Problem to work on: Recast the rows in the part that opens with the line containing "Each instance of the dense" and closes with the line containing "pixel 490 142", both included, as a JSON list of strings with one string per line and blank lines omitted.

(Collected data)
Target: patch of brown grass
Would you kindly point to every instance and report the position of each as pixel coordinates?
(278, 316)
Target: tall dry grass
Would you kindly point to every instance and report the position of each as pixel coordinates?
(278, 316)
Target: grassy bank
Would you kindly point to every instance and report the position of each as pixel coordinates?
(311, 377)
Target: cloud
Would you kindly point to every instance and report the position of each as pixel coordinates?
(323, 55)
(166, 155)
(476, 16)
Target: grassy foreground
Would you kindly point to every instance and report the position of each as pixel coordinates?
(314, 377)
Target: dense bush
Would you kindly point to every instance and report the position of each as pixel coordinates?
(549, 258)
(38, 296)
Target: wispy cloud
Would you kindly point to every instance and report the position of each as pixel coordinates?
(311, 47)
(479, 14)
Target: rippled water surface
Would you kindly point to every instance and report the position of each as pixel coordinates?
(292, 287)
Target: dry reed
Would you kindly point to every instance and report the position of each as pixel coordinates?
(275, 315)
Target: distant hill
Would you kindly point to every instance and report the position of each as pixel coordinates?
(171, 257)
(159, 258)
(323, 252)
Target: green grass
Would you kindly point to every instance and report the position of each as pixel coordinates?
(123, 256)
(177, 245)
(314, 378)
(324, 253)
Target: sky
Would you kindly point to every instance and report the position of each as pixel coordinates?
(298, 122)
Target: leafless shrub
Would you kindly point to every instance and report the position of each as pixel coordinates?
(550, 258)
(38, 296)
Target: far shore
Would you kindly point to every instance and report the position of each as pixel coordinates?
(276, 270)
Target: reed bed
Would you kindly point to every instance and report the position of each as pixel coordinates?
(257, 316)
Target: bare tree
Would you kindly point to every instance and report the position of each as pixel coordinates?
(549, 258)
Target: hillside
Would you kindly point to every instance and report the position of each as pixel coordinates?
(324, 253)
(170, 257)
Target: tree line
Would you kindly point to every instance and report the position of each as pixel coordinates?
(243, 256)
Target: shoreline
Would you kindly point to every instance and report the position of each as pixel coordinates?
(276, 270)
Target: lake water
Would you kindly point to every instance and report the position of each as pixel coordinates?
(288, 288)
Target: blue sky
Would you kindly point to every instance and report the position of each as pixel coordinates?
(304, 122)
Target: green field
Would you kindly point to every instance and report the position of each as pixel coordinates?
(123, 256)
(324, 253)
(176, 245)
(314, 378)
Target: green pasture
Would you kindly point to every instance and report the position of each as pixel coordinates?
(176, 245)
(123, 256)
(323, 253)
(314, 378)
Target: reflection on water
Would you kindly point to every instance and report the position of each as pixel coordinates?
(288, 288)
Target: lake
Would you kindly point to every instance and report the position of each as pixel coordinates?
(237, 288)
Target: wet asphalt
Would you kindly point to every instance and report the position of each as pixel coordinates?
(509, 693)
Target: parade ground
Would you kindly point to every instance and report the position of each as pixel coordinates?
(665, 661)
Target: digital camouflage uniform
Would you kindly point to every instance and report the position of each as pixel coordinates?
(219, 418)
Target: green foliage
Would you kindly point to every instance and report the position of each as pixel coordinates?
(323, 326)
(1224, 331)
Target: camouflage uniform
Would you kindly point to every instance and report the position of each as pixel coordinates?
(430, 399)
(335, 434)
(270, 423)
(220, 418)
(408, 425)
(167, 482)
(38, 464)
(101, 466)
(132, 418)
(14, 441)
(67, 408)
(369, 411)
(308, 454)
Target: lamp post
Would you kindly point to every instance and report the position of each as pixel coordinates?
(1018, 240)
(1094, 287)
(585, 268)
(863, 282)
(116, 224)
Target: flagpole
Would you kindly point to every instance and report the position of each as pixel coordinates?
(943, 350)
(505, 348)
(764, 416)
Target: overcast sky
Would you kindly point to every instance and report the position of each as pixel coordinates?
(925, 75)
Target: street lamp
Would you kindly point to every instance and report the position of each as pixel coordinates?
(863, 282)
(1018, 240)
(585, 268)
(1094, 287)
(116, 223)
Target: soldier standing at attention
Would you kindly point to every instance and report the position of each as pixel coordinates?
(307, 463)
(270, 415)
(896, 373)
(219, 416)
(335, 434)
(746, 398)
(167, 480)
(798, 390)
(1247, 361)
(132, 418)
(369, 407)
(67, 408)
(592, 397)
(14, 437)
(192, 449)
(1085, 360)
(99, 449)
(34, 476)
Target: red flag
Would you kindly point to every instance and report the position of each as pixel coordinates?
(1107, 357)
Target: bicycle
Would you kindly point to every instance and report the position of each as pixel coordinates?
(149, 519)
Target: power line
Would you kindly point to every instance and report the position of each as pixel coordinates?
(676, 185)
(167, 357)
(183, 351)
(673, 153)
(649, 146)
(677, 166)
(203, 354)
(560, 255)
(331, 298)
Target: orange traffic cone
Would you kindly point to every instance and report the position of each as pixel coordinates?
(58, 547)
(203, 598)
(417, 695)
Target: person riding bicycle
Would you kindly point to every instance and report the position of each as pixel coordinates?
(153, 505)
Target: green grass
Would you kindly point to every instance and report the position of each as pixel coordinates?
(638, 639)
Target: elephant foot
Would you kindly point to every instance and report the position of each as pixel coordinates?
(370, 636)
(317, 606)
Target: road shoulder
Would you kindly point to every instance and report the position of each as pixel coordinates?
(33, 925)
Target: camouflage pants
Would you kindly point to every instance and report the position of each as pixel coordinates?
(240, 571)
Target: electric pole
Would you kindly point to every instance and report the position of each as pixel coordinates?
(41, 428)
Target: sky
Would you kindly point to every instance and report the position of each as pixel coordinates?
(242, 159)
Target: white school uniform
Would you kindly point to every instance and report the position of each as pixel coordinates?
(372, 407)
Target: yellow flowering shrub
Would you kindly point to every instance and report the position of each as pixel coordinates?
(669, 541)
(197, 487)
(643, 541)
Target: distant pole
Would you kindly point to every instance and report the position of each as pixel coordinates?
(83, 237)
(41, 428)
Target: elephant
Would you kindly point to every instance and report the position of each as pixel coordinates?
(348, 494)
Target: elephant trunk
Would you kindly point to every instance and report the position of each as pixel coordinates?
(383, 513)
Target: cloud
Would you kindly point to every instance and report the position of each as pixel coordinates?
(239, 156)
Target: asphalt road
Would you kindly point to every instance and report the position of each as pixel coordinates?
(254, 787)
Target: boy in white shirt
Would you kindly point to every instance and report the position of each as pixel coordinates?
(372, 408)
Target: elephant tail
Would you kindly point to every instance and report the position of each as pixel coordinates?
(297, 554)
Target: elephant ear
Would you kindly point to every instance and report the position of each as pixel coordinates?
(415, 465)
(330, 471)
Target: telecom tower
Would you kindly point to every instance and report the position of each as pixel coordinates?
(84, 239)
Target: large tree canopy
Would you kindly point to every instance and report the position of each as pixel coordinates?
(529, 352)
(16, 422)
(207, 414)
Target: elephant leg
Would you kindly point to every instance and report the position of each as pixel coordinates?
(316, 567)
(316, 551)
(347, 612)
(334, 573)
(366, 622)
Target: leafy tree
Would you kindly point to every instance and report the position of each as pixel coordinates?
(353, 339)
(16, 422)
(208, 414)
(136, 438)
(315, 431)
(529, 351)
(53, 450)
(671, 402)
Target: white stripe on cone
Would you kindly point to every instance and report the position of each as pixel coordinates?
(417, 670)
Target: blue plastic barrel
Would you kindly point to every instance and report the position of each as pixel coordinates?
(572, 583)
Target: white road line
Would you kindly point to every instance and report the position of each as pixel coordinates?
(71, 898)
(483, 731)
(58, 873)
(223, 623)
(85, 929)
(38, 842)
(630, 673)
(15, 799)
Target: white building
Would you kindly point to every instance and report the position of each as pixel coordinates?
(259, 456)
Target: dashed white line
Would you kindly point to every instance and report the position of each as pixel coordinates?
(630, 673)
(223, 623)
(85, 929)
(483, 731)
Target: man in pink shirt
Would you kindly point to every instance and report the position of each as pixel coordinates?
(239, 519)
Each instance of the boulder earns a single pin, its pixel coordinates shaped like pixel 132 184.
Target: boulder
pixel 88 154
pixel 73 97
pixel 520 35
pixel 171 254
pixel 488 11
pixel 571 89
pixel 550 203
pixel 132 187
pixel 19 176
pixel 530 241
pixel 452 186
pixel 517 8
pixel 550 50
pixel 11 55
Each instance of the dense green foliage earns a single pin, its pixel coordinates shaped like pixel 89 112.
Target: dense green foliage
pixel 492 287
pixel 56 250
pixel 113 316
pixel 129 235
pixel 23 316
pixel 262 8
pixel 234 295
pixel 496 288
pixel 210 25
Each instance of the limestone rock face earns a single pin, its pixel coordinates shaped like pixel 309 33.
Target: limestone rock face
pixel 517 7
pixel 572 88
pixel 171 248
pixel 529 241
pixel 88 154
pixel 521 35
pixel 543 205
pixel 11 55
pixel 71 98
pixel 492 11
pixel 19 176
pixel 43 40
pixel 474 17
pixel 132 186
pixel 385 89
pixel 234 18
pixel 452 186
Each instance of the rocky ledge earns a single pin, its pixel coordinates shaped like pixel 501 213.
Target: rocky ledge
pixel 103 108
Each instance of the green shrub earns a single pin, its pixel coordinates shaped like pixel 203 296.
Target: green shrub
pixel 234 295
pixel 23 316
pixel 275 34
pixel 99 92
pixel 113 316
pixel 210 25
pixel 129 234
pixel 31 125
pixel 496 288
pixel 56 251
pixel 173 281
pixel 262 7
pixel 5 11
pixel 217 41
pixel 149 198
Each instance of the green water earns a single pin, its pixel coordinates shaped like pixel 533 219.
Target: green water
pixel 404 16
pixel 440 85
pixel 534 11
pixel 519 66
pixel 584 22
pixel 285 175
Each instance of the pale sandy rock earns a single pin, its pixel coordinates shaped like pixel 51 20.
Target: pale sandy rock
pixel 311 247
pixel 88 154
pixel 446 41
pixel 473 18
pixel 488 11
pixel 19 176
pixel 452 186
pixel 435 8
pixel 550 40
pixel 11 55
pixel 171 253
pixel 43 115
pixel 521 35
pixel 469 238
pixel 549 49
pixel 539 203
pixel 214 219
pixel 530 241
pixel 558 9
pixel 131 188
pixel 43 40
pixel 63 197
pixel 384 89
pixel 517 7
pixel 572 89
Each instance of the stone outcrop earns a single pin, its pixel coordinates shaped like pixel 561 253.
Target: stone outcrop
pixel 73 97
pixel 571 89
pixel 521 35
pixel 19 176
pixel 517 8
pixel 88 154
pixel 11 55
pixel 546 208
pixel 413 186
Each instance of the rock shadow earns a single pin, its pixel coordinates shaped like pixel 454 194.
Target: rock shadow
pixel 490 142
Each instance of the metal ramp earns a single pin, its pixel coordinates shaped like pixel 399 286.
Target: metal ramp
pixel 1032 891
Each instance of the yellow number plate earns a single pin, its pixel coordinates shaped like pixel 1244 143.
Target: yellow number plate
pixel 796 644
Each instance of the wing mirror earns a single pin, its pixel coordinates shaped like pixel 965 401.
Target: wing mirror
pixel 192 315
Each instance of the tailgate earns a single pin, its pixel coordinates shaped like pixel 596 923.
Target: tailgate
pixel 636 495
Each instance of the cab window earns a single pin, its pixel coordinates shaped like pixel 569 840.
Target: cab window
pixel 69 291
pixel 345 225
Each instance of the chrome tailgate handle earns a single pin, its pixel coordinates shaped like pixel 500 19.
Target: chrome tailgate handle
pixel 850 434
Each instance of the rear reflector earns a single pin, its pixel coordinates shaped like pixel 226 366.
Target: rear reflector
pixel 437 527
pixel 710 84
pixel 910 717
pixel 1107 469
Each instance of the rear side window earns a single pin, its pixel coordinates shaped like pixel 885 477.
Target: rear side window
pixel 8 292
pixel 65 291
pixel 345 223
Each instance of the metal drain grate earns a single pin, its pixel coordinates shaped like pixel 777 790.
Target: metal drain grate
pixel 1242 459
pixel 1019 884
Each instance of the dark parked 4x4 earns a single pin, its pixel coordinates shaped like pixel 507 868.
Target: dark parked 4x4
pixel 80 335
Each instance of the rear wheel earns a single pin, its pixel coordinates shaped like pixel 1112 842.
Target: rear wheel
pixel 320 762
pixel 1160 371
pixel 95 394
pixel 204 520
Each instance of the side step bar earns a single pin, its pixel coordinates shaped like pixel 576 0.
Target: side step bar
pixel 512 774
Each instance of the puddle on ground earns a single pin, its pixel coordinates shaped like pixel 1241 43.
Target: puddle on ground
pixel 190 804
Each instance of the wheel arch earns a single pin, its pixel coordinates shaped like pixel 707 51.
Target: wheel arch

Solution to this problem:
[
  "Each instance of the dense green foliage earns a single pin, its pixel coordinates shaped like pixel 89 112.",
  "Target: dense green foliage",
  "pixel 492 287",
  "pixel 56 250",
  "pixel 113 316",
  "pixel 129 235",
  "pixel 23 316",
  "pixel 262 8",
  "pixel 234 295",
  "pixel 496 288",
  "pixel 210 25",
  "Each instance of the limestone rock face earns a single pin, its pixel coordinates shaped like pixel 309 33.",
  "Target: limestone rock face",
  "pixel 517 7",
  "pixel 572 88",
  "pixel 171 248",
  "pixel 529 241",
  "pixel 88 154",
  "pixel 521 35",
  "pixel 543 205",
  "pixel 11 55",
  "pixel 71 98",
  "pixel 492 11",
  "pixel 19 176",
  "pixel 43 40",
  "pixel 474 17",
  "pixel 132 186",
  "pixel 385 89",
  "pixel 234 18",
  "pixel 452 186",
  "Each instance of the rocky ledge earns a single pin, its pixel coordinates shaped like pixel 501 213.",
  "Target: rocky ledge",
  "pixel 103 108",
  "Each instance of the green shrub earns a single pin, its pixel coordinates shaped like pixel 203 296.",
  "Target: green shrub",
  "pixel 234 295",
  "pixel 23 316",
  "pixel 275 34",
  "pixel 99 92",
  "pixel 113 316",
  "pixel 210 25",
  "pixel 129 234",
  "pixel 31 125",
  "pixel 496 288",
  "pixel 56 251",
  "pixel 173 281",
  "pixel 262 7",
  "pixel 5 11",
  "pixel 217 41",
  "pixel 149 198",
  "Each instance of the green water earns a single pin, its pixel coordinates shaped like pixel 533 219.",
  "Target: green water",
  "pixel 404 16",
  "pixel 440 85",
  "pixel 534 11",
  "pixel 519 66",
  "pixel 584 22",
  "pixel 285 175",
  "Each instance of the pale sandy rock earns a single pin, its pixel coordinates shaped like pixel 51 20.",
  "Target: pale sandy rock",
  "pixel 311 247",
  "pixel 88 154",
  "pixel 446 41",
  "pixel 473 18",
  "pixel 488 11",
  "pixel 19 176",
  "pixel 452 186",
  "pixel 435 8",
  "pixel 550 40",
  "pixel 11 55",
  "pixel 171 253",
  "pixel 43 115",
  "pixel 521 35",
  "pixel 469 238",
  "pixel 549 49",
  "pixel 539 203",
  "pixel 214 219",
  "pixel 530 241",
  "pixel 558 9",
  "pixel 131 188",
  "pixel 43 40",
  "pixel 63 197",
  "pixel 384 89",
  "pixel 517 7",
  "pixel 572 89",
  "Each instance of the stone outcrop earns a single pin, its pixel coordinates shaped like pixel 561 253.",
  "Target: stone outcrop",
  "pixel 73 97",
  "pixel 571 89",
  "pixel 521 35",
  "pixel 19 176",
  "pixel 517 8",
  "pixel 88 154",
  "pixel 11 55",
  "pixel 546 208",
  "pixel 413 186",
  "Each instance of the rock shadow earns a single pin, its pixel coordinates shaped like pixel 454 194.",
  "Target: rock shadow",
  "pixel 490 142"
]